**Short exercise**. Rewrite the entries from the line with "pitcher is with a bounding box." to the line with "[989,184,1114,237]", putting "water pitcher" in place of "glass pitcher" and keeping everything else the same.

**Exercise material**.
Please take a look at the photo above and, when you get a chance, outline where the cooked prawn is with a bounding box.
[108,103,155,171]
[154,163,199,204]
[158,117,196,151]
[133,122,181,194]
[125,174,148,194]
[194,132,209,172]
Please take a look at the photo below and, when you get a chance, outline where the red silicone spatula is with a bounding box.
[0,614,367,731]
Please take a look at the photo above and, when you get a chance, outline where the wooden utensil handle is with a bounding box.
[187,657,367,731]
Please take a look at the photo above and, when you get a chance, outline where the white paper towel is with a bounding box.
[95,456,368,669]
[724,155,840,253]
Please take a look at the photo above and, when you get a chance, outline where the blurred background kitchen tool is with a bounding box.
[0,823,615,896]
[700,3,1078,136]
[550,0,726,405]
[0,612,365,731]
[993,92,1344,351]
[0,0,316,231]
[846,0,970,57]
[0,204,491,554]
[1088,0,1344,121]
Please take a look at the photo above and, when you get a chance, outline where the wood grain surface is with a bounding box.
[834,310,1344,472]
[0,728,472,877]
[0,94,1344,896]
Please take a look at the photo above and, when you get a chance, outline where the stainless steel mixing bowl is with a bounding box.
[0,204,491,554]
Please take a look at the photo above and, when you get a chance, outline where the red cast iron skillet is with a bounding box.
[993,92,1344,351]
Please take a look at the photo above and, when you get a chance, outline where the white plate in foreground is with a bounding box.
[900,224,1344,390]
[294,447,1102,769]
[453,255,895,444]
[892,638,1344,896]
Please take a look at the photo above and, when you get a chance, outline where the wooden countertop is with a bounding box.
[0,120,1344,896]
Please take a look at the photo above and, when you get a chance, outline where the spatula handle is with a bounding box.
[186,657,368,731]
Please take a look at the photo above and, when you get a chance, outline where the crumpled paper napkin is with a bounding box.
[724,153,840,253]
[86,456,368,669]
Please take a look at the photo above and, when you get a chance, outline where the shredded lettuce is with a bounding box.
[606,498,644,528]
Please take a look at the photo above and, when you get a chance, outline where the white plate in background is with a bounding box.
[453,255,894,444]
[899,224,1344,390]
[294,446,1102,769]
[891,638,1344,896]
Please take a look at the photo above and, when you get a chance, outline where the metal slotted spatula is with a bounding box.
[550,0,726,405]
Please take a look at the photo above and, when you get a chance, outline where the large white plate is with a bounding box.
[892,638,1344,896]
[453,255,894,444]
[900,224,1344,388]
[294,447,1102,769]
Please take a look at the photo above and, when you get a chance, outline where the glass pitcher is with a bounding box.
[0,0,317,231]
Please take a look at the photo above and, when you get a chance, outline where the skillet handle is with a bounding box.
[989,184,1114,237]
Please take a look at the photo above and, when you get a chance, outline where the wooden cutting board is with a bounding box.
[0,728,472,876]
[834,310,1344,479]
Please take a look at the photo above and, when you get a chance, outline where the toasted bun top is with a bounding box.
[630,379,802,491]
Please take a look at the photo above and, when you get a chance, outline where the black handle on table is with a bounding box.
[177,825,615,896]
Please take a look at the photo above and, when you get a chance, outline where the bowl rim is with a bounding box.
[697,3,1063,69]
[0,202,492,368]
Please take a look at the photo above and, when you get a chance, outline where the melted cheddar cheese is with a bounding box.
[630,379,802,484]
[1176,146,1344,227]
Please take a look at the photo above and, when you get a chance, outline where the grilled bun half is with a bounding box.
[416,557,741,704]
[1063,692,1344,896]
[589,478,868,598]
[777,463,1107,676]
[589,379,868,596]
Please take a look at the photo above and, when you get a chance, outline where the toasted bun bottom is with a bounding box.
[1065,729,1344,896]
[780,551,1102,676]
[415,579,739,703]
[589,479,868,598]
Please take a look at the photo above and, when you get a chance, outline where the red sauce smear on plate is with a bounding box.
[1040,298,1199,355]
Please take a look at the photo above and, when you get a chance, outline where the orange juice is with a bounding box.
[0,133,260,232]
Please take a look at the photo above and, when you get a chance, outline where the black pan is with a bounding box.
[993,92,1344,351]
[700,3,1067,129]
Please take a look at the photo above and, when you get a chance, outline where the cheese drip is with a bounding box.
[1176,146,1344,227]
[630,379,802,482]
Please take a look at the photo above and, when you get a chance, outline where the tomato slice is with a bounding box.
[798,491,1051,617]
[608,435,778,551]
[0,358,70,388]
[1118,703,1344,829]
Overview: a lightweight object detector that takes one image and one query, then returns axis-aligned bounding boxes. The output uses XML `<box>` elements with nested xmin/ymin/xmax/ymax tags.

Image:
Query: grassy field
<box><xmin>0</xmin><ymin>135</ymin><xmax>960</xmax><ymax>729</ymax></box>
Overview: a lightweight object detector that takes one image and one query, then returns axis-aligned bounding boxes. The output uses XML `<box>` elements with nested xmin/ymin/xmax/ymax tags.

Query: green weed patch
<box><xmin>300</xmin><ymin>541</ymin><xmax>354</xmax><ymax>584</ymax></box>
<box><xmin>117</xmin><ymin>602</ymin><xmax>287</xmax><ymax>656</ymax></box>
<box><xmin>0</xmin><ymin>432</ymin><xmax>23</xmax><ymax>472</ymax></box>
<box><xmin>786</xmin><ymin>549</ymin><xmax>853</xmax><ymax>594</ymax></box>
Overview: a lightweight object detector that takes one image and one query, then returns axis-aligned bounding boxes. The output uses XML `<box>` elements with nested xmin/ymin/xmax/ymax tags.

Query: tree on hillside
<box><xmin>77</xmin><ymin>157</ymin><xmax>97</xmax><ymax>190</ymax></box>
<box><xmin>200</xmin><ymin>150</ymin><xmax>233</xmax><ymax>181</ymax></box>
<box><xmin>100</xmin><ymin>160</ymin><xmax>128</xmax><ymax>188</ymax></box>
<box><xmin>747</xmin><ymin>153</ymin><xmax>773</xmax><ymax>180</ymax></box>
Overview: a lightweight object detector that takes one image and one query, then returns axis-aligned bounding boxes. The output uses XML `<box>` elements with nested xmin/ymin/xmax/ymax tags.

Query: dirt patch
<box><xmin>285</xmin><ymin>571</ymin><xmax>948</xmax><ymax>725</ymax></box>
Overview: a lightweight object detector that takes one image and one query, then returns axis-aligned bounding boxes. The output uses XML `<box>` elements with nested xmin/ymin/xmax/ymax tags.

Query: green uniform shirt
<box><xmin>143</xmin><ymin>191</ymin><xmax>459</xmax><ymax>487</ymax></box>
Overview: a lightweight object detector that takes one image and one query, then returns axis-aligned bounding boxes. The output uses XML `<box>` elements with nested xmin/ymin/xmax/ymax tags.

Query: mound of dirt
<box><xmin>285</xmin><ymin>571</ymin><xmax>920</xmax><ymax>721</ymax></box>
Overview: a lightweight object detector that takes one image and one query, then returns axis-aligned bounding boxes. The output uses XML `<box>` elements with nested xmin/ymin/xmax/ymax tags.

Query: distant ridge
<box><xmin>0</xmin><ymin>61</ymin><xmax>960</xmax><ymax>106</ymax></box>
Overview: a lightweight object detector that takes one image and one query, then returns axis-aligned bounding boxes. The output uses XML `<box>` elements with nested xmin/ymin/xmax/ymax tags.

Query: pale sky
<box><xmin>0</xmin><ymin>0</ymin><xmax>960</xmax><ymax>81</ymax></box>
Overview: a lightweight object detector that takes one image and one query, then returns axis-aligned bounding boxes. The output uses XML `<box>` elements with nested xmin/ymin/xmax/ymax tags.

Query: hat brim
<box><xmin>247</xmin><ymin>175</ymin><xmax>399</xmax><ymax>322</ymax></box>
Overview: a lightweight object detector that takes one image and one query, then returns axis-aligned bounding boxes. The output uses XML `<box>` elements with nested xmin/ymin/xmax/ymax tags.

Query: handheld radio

**Solved problem**.
Please take a look at the photo above and, when you get a chance, outline where the water pitcher is with a bounding box.
[0,0,317,231]
Please take a look at the photo above and, when you get a chance, outline where the skillet handle is with a bounding box.
[989,184,1114,237]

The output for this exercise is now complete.